Each record below should be repeated precisely as written.

[Excerpts of pointing data]
[Start]

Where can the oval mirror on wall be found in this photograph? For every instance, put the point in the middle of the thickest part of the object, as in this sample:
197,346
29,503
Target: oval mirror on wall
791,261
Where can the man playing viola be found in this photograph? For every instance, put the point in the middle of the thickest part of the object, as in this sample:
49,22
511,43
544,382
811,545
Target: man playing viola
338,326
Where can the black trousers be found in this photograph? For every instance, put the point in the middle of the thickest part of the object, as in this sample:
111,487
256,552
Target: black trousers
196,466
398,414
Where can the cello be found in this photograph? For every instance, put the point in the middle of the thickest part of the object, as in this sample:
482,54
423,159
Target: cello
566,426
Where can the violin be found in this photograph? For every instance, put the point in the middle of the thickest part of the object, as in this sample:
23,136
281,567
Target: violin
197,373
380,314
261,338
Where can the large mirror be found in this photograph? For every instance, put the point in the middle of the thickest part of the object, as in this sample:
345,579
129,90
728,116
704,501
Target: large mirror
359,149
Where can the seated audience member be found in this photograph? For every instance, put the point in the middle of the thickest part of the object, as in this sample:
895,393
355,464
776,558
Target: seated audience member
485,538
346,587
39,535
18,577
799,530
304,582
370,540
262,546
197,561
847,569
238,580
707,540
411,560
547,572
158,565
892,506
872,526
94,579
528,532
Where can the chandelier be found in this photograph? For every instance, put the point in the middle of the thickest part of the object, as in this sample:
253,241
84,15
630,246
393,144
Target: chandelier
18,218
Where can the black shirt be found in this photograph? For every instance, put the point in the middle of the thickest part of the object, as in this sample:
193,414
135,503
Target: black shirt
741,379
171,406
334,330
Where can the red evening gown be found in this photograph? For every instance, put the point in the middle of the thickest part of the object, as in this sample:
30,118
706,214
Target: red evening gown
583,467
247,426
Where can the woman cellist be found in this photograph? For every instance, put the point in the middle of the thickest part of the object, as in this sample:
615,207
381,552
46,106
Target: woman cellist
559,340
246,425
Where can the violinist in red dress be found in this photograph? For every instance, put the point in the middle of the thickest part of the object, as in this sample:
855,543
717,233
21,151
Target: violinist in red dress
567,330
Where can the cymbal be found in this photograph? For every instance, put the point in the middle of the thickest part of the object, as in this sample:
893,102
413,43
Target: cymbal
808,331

[End]

== Answer below ==
Where can the oval mirror on wall be found in this photograph? For every instance, put the point in the middle of the thickest part of the object, as in this sample:
197,346
29,503
Target: oval mirror on wall
791,261
Where can the man playing viola be found in this photograph? For every instance, put the point in the middle of the thickest part of the object, as in this sample:
49,22
511,43
544,382
811,545
Target: man playing viola
338,326
Where can the black trousers be found in this photograph? For every instance, put the point in the middle of the thickest part of the object, as in this sample:
111,487
256,552
Target: black trousers
196,466
398,414
Where can the cello be found in this photograph? For every instance, put the point in the middle of the thickest part of the object, as in this sample:
482,54
423,159
Target: cello
566,426
Where can the violin be found in this photograph? For every instance, put the point in the middle of the thickest part of the object, as in this sample:
23,136
281,567
Target: violin
197,373
380,314
261,338
Where can the large mirror be found in this photograph? For every instance, put the point in the middle of the thickest part of the object, as in this sample:
345,579
129,90
728,116
704,501
Target: large mirror
359,149
Where can the seated audience member be found in this photograph? For every instance, put the point in the middle of the thickest part of the object, as in this sample:
895,393
355,464
776,558
Target: seated audience member
485,538
346,587
39,535
18,577
799,530
304,582
370,540
262,546
197,561
847,569
238,580
707,540
411,560
547,572
158,565
892,506
872,526
94,579
528,532
Where can the chandelier be found in this photograph? For every instance, put the point in the middle of the thickest part of the object, as in this sample:
253,241
84,15
630,246
393,144
Target: chandelier
18,218
Where can the black shirt be found in this photograph? For every instance, put the point in the middle of the thickest part of the object, as in this sample:
193,414
135,503
Target: black shirt
741,379
171,406
334,330
Where can the red evening gown be found in this photograph? For every instance, put the point in the middle of the thickest part of the object, as in this sample:
30,118
706,214
Target: red evening gown
583,467
247,426
Where can the woman cellist be found in this photograph? For every instance, put the point in the middle of the thickest part of the object, as in this sample:
615,207
381,552
46,106
Target: woman cellist
559,340
246,425
Where can the violinist in red dress be found in this photograph? For every instance, put the point in the middle of the thickest part of the object, as in this sample:
855,543
717,233
21,151
Target: violinist in red dress
567,330
Where can the cymbal be found in this photograph? For every instance, put the point in the middle of the thickest part of the object, as in this sample:
893,102
413,43
Target: cymbal
808,331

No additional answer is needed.